**Given text**.
At 9:39 AM, Anonymous Martha Melton said...

(Comment 1 of 3)

ROSE O'NEILL

Born - Wilkes Barre, PA 1874

Died - Springfield, MO 1944

Occupation/Title
Artist, Illustrator, Cartoonist, Sculptor,Author, Suffragist

Bio Summary
Rose began her career in New York City at the age of 18. She took a portfolio of her drawings around to publishing houses and was hired as the first female staff artist at Puck Magazine. She became one of the most sought after illustrators during the Golden Age of Illustration. She was married and divorced twice. She did work under the name O'Neill Latham at the turn of the 20th century. She also worked under the name O'Neill Wilson in the early 1900's. She never had children. In 1909 she created "The Kewpie" which became an utter phenomenon and is what she is best known for. She continued to work as an artist until her retirement in 1936.

Early Life/Family
Rose O'Neill was the second of 7 children born to William Patrick and Alice Asenath O'Neill. She was raised in an Irish Catholic family, but was steeped in Irish folklore and Greek mythology. Her father moved the family from a comfortable middle class existence in Wilkes Barre Pennsylvania to a sod house on the plains of Nebraska and then later to Omaha, where she spent her childhood. William Patrick O’Neill was a bohemian book and art dealer and her mother “Meemee” taught school and piano to supplement the family income. Her family was poor and they lived one step ahead of the debt collectors. She won a five dollar gold piece at the age of 14 by submitting a drawing entitled
"Temptation Leading Into an Abyss". Although her father intended for all of the O'Neill children to excel in the arts, Rose was supposed to have been a stage actress. Although she briefly toured the country in a play at the age of 15, she was destined to be an artist. When Rose was 18, her mother sold the family cow to send her to New York so she could find work as an illustrator. The family counted on her success to help support the family, which she did for her entire life.

Education/Training
Rose was a naturally talented, self-taught artist. She learned her craft from copying plates from her father's vast library. She was particularly fond of Dore'. She also practiced drawing from her environment. After Rose began a successful career in New York, she studied art in the early 1900's at the Academie Julian in Paris.

**What is asked**.
**1)** Answer these questions from the Rose O'Neill biography.
(a) In what place and year was Rose O'Neill born?
(b) What position was she hired for at Puck Magazine?
(c) In the early 1900s, at what school in Paris did she study art?
**2)** Please transcribe everything in the Rose O'Neill biography from "(Comment 1 of" down to "retirement in 1936.".

Data of labeled points
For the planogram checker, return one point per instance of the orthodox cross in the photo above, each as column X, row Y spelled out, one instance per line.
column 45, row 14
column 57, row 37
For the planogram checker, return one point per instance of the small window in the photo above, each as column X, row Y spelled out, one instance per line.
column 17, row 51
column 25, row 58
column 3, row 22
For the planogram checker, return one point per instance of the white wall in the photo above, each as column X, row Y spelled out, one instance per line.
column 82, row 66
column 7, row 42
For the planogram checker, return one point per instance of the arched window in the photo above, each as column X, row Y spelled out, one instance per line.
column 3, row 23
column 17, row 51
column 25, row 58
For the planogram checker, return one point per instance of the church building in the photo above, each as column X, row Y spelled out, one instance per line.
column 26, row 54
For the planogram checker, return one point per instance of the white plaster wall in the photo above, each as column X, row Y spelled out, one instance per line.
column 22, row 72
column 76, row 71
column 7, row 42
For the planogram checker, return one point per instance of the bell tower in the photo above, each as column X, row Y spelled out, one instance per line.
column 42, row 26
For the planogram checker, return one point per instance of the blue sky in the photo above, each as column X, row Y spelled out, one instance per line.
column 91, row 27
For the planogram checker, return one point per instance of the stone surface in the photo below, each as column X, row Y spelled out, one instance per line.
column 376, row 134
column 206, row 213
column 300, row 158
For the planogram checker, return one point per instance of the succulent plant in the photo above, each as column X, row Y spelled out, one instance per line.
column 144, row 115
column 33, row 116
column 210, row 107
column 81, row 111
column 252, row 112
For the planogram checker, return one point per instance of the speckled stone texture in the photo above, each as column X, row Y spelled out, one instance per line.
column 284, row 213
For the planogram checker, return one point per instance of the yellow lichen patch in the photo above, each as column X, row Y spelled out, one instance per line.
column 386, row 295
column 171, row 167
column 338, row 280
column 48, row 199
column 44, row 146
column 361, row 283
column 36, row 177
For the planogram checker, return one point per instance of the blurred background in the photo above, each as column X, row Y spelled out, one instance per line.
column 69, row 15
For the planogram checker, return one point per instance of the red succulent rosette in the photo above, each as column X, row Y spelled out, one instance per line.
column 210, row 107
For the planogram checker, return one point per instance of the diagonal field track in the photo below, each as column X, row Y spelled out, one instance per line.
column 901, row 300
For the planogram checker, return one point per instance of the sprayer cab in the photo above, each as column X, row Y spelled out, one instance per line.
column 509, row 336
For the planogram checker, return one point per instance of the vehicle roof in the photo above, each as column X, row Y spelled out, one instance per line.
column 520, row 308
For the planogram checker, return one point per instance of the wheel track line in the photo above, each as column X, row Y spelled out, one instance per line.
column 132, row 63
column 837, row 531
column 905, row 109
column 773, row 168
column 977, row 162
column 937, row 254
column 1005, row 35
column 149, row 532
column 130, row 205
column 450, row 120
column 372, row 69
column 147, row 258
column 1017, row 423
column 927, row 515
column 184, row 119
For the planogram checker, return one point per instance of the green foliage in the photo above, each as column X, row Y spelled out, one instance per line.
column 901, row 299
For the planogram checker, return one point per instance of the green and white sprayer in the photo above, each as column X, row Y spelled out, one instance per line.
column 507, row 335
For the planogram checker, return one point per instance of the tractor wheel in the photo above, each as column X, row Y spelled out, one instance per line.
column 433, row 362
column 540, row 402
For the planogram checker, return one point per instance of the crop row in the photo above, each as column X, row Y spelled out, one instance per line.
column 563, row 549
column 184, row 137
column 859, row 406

**Replies**.
**1)**
(a) Wilkes Barre, PA, in 1874
(b) The first female staff artist
(c) The Academie Julian

**2)**
(Comment 1 of 3)

ROSE O'NEILL

Born - Wilkes Barre, PA 1874

Died - Springfield, MO 1944

Occupation/Title
Artist, Illustrator, Cartoonist, Sculptor,Author, Suffragist

Bio Summary
Rose began her career in New York City at the age of 18. She took a portfolio of her drawings around to publishing houses and was hired as the first female staff artist at Puck Magazine. She became one of the most sought after illustrators during the Golden Age of Illustration. She was married and divorced twice. She did work under the name O'Neill Latham at the turn of the 20th century. She also worked under the name O'Neill Wilson in the early 1900's. She never had children. In 1909 she created "The Kewpie" which became an utter phenomenon and is what she is best known for. She continued to work as an artist until her retirement in 1936.